— start of SUPPLIED DATA —

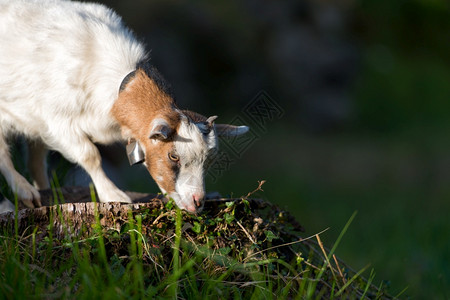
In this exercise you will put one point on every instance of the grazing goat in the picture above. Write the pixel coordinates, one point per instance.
(71, 75)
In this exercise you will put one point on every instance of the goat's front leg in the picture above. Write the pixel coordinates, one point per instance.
(37, 154)
(83, 152)
(25, 192)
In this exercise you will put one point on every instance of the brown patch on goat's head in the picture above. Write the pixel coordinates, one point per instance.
(140, 105)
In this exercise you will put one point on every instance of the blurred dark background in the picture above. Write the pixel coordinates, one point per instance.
(364, 90)
(353, 102)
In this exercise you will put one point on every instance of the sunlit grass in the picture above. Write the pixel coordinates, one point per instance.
(172, 254)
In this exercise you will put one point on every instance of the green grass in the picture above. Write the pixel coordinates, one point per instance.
(167, 253)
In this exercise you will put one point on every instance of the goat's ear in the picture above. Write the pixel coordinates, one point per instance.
(160, 130)
(226, 130)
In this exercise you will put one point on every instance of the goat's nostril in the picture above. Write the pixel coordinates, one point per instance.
(197, 200)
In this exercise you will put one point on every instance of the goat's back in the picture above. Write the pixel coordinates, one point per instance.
(61, 62)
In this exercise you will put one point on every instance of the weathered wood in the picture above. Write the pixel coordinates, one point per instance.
(76, 213)
(70, 210)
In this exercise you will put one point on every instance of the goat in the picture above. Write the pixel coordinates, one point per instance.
(71, 75)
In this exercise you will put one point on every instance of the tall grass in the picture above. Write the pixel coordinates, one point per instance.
(167, 253)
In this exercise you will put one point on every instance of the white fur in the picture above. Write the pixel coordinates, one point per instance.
(61, 65)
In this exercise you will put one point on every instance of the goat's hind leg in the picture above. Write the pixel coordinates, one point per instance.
(37, 165)
(25, 192)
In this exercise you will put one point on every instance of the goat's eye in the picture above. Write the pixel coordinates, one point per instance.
(173, 157)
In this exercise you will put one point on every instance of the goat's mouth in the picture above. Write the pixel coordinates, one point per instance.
(191, 203)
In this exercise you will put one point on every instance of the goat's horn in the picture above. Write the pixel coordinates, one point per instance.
(210, 120)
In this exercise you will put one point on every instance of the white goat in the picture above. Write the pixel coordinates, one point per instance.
(72, 75)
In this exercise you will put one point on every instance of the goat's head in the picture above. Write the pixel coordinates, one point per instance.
(176, 144)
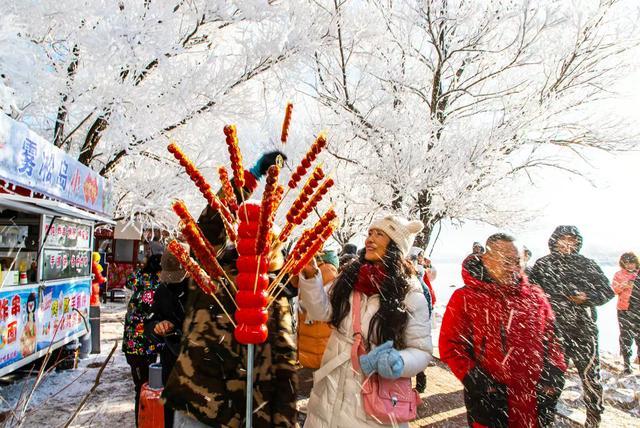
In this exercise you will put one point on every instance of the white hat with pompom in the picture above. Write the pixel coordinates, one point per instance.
(401, 231)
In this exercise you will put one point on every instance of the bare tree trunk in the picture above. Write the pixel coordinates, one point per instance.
(61, 118)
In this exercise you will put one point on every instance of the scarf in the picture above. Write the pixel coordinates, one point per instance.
(370, 278)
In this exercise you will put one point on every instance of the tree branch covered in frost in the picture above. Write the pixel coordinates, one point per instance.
(116, 80)
(447, 105)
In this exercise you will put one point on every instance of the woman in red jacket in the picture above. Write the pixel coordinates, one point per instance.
(628, 320)
(498, 338)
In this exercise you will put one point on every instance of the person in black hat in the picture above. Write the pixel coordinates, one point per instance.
(575, 286)
(164, 326)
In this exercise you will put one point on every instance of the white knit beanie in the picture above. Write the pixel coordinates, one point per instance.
(401, 231)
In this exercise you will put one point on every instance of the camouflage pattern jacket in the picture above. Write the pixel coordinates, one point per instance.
(209, 379)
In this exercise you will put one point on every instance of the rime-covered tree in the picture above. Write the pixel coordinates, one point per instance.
(112, 82)
(441, 106)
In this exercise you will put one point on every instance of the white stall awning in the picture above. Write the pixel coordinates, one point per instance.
(48, 207)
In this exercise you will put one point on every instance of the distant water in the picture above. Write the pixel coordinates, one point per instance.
(449, 278)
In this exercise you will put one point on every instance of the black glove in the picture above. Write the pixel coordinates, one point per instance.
(264, 162)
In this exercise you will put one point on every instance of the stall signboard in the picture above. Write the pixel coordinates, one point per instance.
(63, 263)
(28, 160)
(31, 321)
(67, 234)
(58, 316)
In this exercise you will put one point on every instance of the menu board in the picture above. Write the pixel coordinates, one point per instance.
(13, 236)
(64, 263)
(31, 320)
(67, 234)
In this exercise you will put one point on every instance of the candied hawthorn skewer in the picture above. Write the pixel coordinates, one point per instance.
(267, 209)
(314, 201)
(252, 279)
(235, 155)
(229, 195)
(299, 204)
(286, 122)
(307, 161)
(205, 189)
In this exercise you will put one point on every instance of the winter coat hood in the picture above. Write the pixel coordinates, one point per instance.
(475, 275)
(564, 230)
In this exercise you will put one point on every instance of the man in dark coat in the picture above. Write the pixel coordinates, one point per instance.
(498, 338)
(164, 325)
(575, 286)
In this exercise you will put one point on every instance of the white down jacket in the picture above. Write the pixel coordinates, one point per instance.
(336, 398)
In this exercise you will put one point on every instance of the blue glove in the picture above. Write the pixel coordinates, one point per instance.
(369, 362)
(390, 364)
(264, 162)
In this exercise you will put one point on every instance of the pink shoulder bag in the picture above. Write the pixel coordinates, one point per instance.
(387, 401)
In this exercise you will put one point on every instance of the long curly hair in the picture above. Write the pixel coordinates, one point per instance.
(390, 322)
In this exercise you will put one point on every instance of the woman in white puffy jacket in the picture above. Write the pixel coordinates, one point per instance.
(394, 318)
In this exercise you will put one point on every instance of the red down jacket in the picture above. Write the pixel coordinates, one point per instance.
(508, 332)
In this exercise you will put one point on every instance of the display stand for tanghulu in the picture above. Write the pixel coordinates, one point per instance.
(249, 225)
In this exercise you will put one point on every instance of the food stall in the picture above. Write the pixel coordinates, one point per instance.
(49, 206)
(123, 248)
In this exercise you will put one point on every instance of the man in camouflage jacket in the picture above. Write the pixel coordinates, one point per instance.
(208, 382)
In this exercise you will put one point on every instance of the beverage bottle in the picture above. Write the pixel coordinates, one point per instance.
(151, 410)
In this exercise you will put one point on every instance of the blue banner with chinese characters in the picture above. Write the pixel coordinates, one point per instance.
(31, 319)
(30, 161)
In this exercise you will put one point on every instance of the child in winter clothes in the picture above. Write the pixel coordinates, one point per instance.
(394, 318)
(137, 348)
(628, 319)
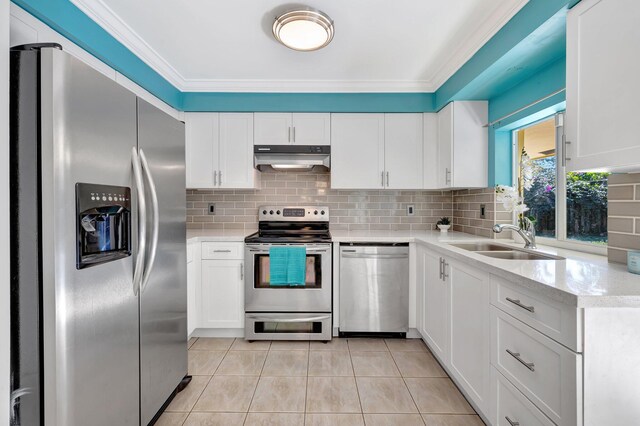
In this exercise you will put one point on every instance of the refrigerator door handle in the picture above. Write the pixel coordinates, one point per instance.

— end of SUPPLIED DATA —

• _TASK GOAL_
Output the lines above in full and exactly as given, omitting any pictures.

• _RESULT OF THIS TASK_
In this exercise you will put one point on every instance of the grazing goat in the picture above. Write the pixel coordinates, one point per instance.
(71, 75)
In this exercise you will put one point on every instance of the goat's front leg in the picture above. Write the pixel coordinates, one point per instance.
(37, 154)
(83, 152)
(25, 192)
In this exercise you will put one point on every instance of the brown patch on goat's head in the picture above. Write the pixel coordinates, one point per instance.
(140, 105)
In this exercise you will put one point on every instance of the blurred dark background in the picture above. Write the pixel coordinates, one point per instance.
(364, 90)
(353, 102)
In this exercise you will put one point on every instance of the sunlit grass in the picture above. Write the pixel coordinates, one point per instance.
(172, 254)
In this exercise you will put one point on every instance of the green grass in the picture above. Write the pixel coordinates, one point per instance.
(167, 253)
In this exercise you will put one point on every instance of the goat's ear in the picture above. Write the pixel coordinates, one point per instance.
(160, 130)
(226, 130)
In this exercise you will put one point on every instance of the goat's nostril in the picture above. Write the pixel coordinates, one point per instance.
(197, 200)
In this exercise you will put one point on every instance of the goat's back in the picture above. Write the pixel coordinates, one point per instance.
(61, 62)
In this exercise you will put one point on every instance of the weathered wood in the picture above. Write the pixel coordinates, one point per instance.
(76, 213)
(70, 210)
In this exercise you will put one point on every instance of the goat in the picture above. Write the pixel coordinates, one point per instance.
(71, 75)
In this exercise you will put one point on every instance of the tall grass in the picture above. Write the pixel coordinates, one point per instance.
(167, 253)
In this exercise you will put one point on every instance of the white fur in the picture above. Write the pixel coordinates, one point per instance.
(61, 65)
In this exercise you will put one point on every instance of the goat's hind leg in the picture above. Write the pixel coordinates, one point per instance.
(37, 165)
(25, 192)
In this exercise you will put one point on every instance of the goat's eye in the picture above. Write the pixel coordinates, one point per instance.
(173, 157)
In this exercise you will put one point on every instance of the goat's mouth in the picture above. Write the pixel coordinates, one point per instance.
(191, 203)
In this exercise you will put one point on every instance of the goat's horn in the picture above. Write the pixel coordinates, one point per instance.
(210, 120)
In this exercise you will put one point on every instance of the white goat in the picture above. Write the pixel coordinates, one point per instance.
(72, 75)
In this exercise you will put one point on every instance of the goat's head in the picture above. Write the pixel coordinates, one point per instance.
(176, 144)
In this exercise you will put one point on every instance of the white hat with pompom in the picture above. Write the pixel coordinates, one point per instance.
(401, 231)
In this exercise you will put one point on every instance of the bare tree trunk in the picture above. Write the pixel coordinates, one point per instance.
(61, 118)
In this exercise you will put one point on every instance of the scarf in the picture above. Write the pixel coordinates, one point per instance.
(370, 278)
In this exercise you will put one point on every instance of the tree branch covered in frost in the picture above. Write the pixel coordinates, one point per instance.
(116, 80)
(447, 105)
In this exercise you will put one point on every instance of the woman in red jacket in the picture above. Write the pixel coordinates, one point per instance.
(628, 320)
(498, 338)
In this exercise you will put one point on every instance of the person in black hat in the picture above. Write the pixel coordinates, one point per instance.
(575, 286)
(164, 326)
In this exercise you will put one point on every instance of the white knit beanie in the picture above. Write the pixel coordinates, one point per instance.
(401, 231)
In this exercise you will put one point on every instance of the camouflage pattern jacket in the picture above. Write the pixel coordinates, one point per instance.
(209, 379)
In this exercise you will put one point on every instance of the rime-covered tree in the picture above. Write the pixel coordinates, one point per instance.
(112, 82)
(441, 106)
In this exercise you will put one point on every instance of the white stall awning in the picture above. Write the pixel coordinates, one point per instance.
(48, 207)
In this exercise you will put one point on every instance of the distant water in the picture above. Write the pixel coordinates, one point per instance.
(449, 278)
In this exercise you will put one point on every instance of the black glove in the picture above. Write the pixel coordinates, one point per instance.
(264, 162)
In this exercise you will put one point on every instance of the stall signboard in the picture above. Write the pixel coordinates, one point per instance.
(63, 263)
(28, 160)
(31, 321)
(67, 234)
(58, 316)
In this exercise you will put one point on every instance of the menu board in the picture above. Write the pixel coordinates, one point per instance.
(13, 236)
(64, 263)
(31, 320)
(67, 234)
In this exercise you will put one point on every instance of the candied hawthorn skewer in the picture above. Write the pixel coordinates, one point per instance.
(267, 209)
(314, 201)
(252, 279)
(235, 155)
(229, 195)
(299, 204)
(286, 122)
(307, 161)
(205, 189)
In this exercise you will put one point on every instance of the winter coat hood in the picture above. Write the pixel coordinates, one point per instance.
(475, 275)
(564, 230)
In this exercise you will put one point on every instance of the man in dark coat in the picture above. Write the pixel coordinates, one point per instance.
(498, 338)
(164, 325)
(575, 286)
In this exercise you will put one point on every instance of the white down jacket in the picture above. Write the pixel coordinates, one point per instance.
(336, 398)
In this exercise you will put one point on every instance of the blue glove in the picture above. Write the pixel coordinates, one point per instance.
(369, 362)
(390, 364)
(264, 162)
In this exercise you will put one point on every instance of the pink shoulder bag in the picture above. Write the pixel coordinates, one point per instance.
(387, 401)
In this exercise you will put one point on every instance of the long curly hair in the picture above. Write the pixel coordinates, one point per instance.
(390, 322)
In this exercise you will put one point on every instance of the woman in white puffy jacket in the picture above. Write the pixel coordinates, one point per instance.
(394, 318)
In this exercise you will put one point on every instance of the red down jacket in the picture above. Write the pixel coordinates, one point per instance.
(508, 332)
In this exercise you will put one point on every instance of the display stand for tanghulu in the picture above. Write the pixel coordinates, one point per instance.
(249, 225)
In this exercise you will put one point on every instance of the food stall in the picture above. Write the pixel coordinates, one point per instance.
(49, 206)
(123, 248)
In this exercise you will put one point on every instance of the man in camouflage jacket in the picture above. Write the pixel coordinates, one point per instance.
(208, 382)
In this exercise you will put one point on every instance of the beverage bottle in the picture above. Write the pixel coordinates, one point per instance.
(151, 410)
In this exercise you will put one point on every instance of the blue banner with chinese characters in the picture above. Write the pixel coordinates, one point per instance.
(31, 319)
(30, 161)
In this exercise you will put one point on every instance of the child in winter clothes in the picture above. Write the pixel coordinates, one point per instance.
(394, 318)
(137, 348)
(628, 319)
In this exercise you will put one point on every instance of the refrigerator door handle in the picture above. Write the pixel coordinates, one point per instance.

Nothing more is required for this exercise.